__ASSIGNED TASK__: Every line below that holds the string "stone" should be copied out.

__Excerpts from a dataset__:

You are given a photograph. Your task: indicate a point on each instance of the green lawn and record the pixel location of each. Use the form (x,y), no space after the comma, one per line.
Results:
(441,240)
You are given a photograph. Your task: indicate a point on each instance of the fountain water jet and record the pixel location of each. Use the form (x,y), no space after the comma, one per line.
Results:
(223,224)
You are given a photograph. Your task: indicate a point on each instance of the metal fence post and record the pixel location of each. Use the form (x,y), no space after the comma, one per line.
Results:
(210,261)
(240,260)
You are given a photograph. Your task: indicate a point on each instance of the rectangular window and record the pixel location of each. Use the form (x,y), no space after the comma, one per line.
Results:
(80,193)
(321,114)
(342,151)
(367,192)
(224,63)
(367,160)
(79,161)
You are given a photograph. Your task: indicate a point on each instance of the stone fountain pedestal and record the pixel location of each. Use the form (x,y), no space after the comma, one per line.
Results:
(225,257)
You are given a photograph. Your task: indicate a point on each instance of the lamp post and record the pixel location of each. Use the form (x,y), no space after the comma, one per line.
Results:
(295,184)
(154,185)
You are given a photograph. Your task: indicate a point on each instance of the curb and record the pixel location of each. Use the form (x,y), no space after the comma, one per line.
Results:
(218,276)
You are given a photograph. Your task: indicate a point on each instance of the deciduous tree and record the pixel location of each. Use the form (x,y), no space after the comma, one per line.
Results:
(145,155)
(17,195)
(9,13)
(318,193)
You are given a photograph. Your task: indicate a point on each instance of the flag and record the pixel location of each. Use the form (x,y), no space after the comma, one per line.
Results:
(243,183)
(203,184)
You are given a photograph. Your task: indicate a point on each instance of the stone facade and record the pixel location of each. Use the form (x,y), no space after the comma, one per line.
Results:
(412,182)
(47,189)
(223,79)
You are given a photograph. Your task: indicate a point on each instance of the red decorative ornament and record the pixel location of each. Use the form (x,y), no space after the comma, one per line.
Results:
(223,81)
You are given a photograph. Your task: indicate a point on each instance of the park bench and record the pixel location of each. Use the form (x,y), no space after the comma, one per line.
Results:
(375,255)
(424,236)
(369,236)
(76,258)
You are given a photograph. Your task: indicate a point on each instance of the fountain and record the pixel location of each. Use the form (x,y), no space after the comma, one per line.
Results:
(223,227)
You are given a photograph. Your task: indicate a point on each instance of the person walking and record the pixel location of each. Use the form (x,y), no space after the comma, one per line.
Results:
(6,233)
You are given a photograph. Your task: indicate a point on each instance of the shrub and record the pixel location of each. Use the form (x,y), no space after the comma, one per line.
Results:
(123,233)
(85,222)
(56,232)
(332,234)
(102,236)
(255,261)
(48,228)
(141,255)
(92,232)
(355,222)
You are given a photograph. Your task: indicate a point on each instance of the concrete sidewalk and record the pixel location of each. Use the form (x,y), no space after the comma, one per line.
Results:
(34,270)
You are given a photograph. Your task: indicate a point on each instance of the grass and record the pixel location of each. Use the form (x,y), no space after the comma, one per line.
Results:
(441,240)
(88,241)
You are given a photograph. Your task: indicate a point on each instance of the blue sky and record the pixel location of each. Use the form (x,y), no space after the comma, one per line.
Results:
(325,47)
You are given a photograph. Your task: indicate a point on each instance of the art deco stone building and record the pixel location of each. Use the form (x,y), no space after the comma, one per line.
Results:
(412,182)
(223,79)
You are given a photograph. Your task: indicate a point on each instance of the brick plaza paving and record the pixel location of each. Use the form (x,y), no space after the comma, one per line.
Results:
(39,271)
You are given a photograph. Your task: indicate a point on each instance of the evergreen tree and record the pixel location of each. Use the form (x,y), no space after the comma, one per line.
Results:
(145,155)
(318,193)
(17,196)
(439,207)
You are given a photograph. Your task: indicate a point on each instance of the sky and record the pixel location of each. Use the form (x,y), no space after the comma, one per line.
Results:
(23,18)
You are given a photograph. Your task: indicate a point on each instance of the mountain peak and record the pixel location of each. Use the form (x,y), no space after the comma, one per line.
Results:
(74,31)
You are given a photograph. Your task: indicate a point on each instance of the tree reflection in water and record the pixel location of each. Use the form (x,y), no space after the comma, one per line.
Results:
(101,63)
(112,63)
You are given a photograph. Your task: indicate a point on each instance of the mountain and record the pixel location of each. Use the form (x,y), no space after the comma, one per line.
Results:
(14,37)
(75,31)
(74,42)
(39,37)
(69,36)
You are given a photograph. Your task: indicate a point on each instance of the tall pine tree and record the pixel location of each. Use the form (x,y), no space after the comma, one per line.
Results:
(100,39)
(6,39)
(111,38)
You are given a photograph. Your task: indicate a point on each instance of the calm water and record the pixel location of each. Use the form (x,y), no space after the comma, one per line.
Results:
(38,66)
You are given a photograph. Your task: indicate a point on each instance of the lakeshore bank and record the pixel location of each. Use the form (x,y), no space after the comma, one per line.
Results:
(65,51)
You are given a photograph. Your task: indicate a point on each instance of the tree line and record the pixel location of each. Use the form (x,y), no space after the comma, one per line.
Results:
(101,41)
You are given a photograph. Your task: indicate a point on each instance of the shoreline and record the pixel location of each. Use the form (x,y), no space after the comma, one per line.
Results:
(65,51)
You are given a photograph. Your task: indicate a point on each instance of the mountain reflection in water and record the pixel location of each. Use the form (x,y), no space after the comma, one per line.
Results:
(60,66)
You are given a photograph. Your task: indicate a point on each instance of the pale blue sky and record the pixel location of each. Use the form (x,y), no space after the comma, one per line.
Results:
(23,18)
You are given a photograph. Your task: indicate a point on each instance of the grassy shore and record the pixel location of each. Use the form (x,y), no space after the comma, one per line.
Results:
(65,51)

__ANSWER TO THIS EXERCISE__:
You are given a photograph. Your task: indicate a point on each instance of the stone fountain pedestal and record the pixel location of each. Use the form (x,y), no space after the comma, one per line.
You are given a photograph. Your task: indicate a point on each instance of the stone facade and record the pixel location of each. Use the form (x,y), no space after the comma, one per line.
You are given a photograph. Your task: indicate a point on each instance of the art deco stone building and record the pixel location of each. Use the form (x,y), no space after the comma, one per line.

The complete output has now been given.